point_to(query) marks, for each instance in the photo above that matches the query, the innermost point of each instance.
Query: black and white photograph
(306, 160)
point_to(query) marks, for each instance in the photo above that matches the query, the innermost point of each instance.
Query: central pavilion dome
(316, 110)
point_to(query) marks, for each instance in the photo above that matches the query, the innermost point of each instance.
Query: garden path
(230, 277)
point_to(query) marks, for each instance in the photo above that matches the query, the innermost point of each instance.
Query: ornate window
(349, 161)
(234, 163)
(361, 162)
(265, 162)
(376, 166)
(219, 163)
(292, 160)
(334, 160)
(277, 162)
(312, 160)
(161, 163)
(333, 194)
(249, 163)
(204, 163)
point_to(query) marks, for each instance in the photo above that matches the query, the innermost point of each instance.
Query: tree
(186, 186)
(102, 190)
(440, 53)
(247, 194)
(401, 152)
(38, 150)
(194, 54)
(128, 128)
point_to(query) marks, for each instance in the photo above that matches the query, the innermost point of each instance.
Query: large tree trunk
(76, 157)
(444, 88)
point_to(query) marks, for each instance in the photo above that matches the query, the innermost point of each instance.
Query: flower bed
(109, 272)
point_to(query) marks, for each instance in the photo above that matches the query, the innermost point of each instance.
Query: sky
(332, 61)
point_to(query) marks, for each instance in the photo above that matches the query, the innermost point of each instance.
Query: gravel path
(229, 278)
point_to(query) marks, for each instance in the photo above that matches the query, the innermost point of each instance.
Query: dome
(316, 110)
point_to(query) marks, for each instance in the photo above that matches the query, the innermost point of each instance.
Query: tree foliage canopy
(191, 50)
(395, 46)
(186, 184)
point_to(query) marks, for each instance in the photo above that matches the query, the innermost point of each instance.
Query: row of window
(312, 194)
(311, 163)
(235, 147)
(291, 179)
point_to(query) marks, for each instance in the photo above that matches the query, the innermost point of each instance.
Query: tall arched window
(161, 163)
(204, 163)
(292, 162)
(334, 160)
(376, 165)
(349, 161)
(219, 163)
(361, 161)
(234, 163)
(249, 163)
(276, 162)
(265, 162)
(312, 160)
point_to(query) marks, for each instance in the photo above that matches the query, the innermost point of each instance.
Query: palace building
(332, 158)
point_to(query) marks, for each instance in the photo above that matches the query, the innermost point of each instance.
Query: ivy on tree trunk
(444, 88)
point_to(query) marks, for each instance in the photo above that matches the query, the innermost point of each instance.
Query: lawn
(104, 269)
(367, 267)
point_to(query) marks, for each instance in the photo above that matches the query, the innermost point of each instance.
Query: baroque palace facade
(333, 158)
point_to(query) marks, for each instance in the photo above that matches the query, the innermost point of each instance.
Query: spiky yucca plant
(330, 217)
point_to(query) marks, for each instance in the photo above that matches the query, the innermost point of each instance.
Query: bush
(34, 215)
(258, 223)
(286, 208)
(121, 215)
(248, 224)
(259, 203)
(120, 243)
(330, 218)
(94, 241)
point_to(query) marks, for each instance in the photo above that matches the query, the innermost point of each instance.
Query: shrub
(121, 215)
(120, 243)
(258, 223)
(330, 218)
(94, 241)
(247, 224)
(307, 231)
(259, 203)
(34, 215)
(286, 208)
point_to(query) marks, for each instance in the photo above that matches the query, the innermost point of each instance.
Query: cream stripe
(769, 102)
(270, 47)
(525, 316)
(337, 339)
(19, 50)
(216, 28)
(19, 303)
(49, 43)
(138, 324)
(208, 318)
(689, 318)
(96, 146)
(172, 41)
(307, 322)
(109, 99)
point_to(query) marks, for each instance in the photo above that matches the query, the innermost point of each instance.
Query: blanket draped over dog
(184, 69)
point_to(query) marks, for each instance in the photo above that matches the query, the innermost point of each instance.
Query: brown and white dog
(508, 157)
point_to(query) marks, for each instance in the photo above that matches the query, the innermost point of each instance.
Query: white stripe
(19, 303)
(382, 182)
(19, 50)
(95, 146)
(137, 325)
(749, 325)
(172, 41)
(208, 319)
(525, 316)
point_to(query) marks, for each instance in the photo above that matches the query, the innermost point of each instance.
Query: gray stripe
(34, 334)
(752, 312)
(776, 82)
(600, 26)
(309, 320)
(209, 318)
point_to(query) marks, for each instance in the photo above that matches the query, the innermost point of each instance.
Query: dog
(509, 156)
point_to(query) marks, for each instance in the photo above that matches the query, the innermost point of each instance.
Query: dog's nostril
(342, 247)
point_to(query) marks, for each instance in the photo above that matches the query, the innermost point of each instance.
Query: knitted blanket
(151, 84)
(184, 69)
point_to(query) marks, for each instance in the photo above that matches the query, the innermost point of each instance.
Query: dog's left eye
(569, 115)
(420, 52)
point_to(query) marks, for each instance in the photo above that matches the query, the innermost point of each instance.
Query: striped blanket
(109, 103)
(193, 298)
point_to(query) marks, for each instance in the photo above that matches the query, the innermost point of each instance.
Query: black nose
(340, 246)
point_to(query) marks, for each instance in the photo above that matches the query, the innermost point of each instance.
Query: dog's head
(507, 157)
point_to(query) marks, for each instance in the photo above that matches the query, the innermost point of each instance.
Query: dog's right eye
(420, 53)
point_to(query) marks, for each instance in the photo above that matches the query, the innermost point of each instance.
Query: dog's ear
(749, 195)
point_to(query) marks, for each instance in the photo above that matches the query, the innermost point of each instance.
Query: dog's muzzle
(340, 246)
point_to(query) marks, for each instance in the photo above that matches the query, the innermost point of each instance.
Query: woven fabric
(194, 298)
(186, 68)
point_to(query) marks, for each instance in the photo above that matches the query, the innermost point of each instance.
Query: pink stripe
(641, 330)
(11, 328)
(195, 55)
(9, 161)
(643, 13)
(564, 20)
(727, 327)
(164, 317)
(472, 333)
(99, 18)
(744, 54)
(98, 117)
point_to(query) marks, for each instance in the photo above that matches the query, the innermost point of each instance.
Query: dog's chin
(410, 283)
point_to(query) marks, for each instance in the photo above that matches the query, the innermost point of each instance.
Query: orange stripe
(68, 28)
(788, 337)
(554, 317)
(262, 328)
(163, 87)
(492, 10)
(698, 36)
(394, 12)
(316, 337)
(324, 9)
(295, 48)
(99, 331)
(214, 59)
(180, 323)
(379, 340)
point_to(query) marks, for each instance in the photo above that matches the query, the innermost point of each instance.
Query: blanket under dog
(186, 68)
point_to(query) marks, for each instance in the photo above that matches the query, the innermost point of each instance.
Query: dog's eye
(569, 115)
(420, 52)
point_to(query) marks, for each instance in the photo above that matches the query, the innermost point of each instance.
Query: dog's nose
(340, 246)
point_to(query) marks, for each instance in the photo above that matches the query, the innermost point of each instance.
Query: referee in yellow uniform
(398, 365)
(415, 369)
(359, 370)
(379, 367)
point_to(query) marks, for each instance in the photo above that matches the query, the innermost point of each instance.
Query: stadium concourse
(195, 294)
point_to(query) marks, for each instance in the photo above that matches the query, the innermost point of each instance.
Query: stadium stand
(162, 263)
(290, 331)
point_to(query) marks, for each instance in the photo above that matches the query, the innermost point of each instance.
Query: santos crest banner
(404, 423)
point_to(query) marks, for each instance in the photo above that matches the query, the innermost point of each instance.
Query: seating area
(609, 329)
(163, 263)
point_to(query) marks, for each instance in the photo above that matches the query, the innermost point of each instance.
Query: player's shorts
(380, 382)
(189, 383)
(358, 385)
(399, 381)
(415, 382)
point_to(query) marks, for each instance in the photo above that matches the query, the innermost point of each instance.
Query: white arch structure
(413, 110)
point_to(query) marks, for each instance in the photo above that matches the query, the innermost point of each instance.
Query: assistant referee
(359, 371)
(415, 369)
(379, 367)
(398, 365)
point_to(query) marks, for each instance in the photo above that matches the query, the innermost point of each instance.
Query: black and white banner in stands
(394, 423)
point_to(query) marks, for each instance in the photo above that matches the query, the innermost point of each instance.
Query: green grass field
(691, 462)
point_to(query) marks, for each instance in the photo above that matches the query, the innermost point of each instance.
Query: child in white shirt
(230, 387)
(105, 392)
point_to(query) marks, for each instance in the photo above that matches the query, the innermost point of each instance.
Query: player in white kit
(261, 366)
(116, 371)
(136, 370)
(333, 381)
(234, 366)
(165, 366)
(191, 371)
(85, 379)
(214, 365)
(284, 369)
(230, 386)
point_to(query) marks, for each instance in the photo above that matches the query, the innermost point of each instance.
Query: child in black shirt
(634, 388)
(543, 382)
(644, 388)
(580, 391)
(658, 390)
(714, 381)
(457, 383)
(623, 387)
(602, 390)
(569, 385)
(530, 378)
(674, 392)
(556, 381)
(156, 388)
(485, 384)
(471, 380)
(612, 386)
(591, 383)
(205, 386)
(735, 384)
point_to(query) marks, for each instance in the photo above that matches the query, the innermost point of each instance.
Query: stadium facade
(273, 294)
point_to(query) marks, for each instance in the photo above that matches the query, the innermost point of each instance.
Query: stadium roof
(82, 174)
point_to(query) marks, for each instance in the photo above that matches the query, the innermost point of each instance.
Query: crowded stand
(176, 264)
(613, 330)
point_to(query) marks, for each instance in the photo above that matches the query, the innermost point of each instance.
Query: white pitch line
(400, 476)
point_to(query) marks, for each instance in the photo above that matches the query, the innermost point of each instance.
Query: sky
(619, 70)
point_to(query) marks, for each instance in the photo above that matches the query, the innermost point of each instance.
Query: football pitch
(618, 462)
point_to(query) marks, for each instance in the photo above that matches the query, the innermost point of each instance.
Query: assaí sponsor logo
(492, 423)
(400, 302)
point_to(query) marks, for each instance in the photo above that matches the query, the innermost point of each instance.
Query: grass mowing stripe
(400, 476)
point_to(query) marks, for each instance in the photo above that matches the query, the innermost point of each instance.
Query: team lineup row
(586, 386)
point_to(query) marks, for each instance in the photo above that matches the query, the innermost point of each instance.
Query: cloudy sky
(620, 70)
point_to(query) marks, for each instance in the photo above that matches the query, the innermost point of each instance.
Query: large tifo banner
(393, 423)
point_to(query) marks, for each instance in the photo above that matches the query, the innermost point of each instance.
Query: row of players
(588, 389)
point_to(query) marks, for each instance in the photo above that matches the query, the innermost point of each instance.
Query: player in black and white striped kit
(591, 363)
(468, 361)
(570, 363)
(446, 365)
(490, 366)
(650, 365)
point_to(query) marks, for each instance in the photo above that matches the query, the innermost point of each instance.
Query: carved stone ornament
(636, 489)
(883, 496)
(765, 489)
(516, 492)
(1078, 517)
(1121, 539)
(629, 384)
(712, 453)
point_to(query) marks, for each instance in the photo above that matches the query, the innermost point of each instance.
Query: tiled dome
===============
## WRITTEN REQUEST
Find each line of the entries in which the string "palace" appears, and copy those lines. Only matches with the same letter case count.

## FINAL ANSWER
Query: palace building
Query: baroque palace facade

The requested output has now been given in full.